▶ ASSIGNMENT 1
Return the passage of the prize announcement that begins at the words "The Wellcome Trust" and stops after "a central theme.", copied word for word.
▶ ASSIGNMENT 2
Answer these questions from the prize announcement, one answer per line with matching letters:
(a) How much is the award worth?
(b) Who published KEEPER?
(c) What is the title of the shortlisted book by Havi Carel?
▶ ASSIGNMENT 3
Summarize the prize announcement in two sentences.

*** SELECTED EXCERPT Section Begins ***

Andrea Gillies’ KEEPER, published by Short Books, has won the inaugural Wellcome Trust Book Prize, an award worth £25,000.
The Wellcome Trust Book Prize is awarded to the finest fiction or non-fiction book of the year in which medicine (or medical science) is a central theme.
In KEEPER, Andrea Gillies writes about her decision to take on the full-time care of her mother-in-law, an Alzheimer’s sufferer. Jo Brand, chair of the judging panel, said: “Andrea Gillies’ account of living with Alzheimer’s is the perfect fusion of narrative with enough memorable science not to choke you. It’s a fantastic book—down to earth and darkly comic in places. The judges found it compelling.”
Alongside Jo Brand, who is a comedienne, author and former psychiatric nurse, the other judges were BBC science journalist Quentin Cooper; former Welsh National Poet and non-fiction writer Gwyneth Lewis; poet and medical historian Richard Barnett; and author, poet and medical professor Raymond Tallis.
The other shortlisted books were ‘Illness’ by Havi Carel (Acumen Publishing); ‘Tormented Hope’ by Brian Dillon (Penguin Ireland); ‘Intuition’ by Allegra Goodman (Atlantic Books); ‘Three Letter Plague’ by Jonny Steinberg (Random House/Vintage); and ‘Cutting for Stone’ by Abraham Verghese (Random House/Chatto).

*** SELECTED EXCERPT Section Ends ***
*** THE DATA Section Begins ***

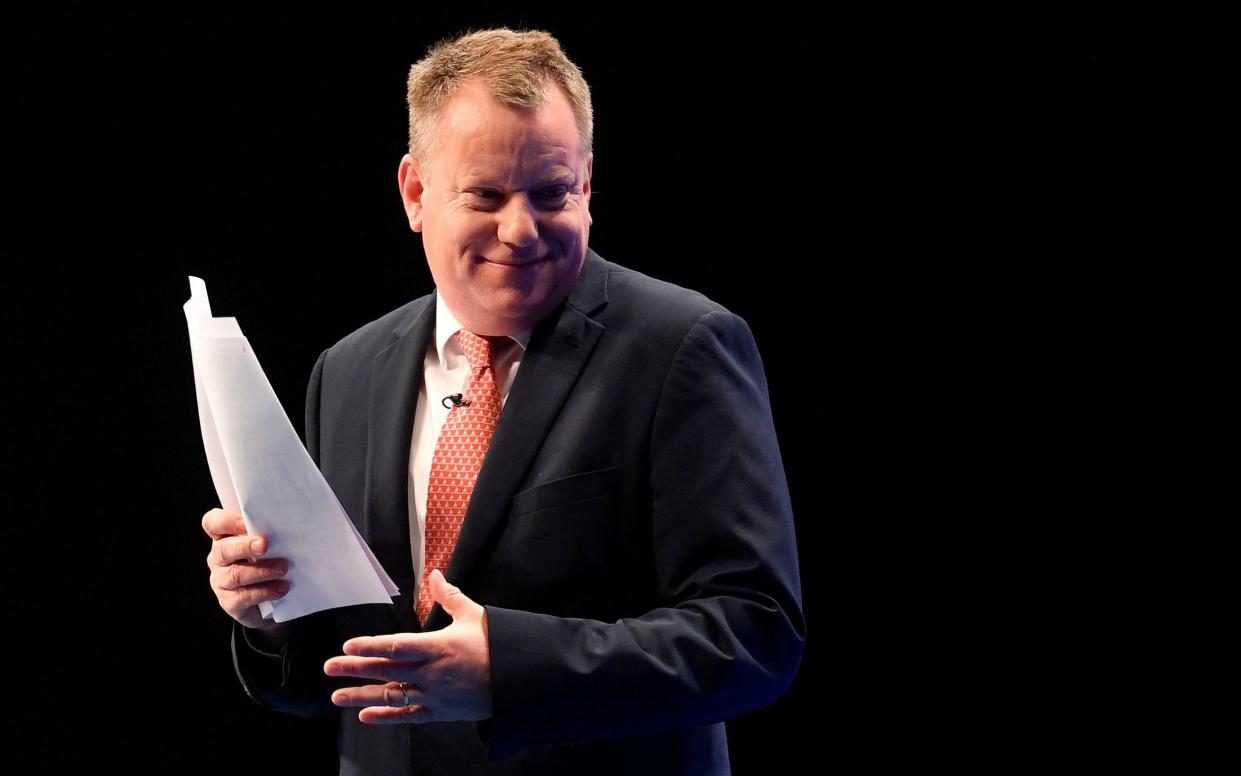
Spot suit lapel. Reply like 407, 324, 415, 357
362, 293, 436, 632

*** THE DATA Section Ends ***
*** THE DATA Section Begins ***

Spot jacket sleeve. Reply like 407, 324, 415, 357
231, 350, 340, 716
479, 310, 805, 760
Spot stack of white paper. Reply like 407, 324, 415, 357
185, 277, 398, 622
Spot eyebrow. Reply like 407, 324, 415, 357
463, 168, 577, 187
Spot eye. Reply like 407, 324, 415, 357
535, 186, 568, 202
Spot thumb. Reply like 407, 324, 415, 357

*** THE DATA Section Ends ***

▶ EXERCISE OUTPUT 1
The Wellcome Trust Book Prize is awarded to the finest fiction or non-fiction book of the year in which medicine (or medical science) is a central theme.

▶ EXERCISE OUTPUT 2
(a) £25,000
(b) Short Books
(c) ‘Illness’

▶ EXERCISE OUTPUT 3
Andrea Gillies’ KEEPER, her account of taking on the full-time care of her mother-in-law, who had Alzheimer’s, has won the inaugural £25,000 Wellcome Trust Book Prize for the finest book of the year with medicine as a central theme. Judging panel chair Jo Brand called it the perfect fusion of narrative with memorable science, and the book beat a shortlist that included works by Havi Carel, Brian Dillon, Allegra Goodman, Jonny Steinberg and Abraham Verghese.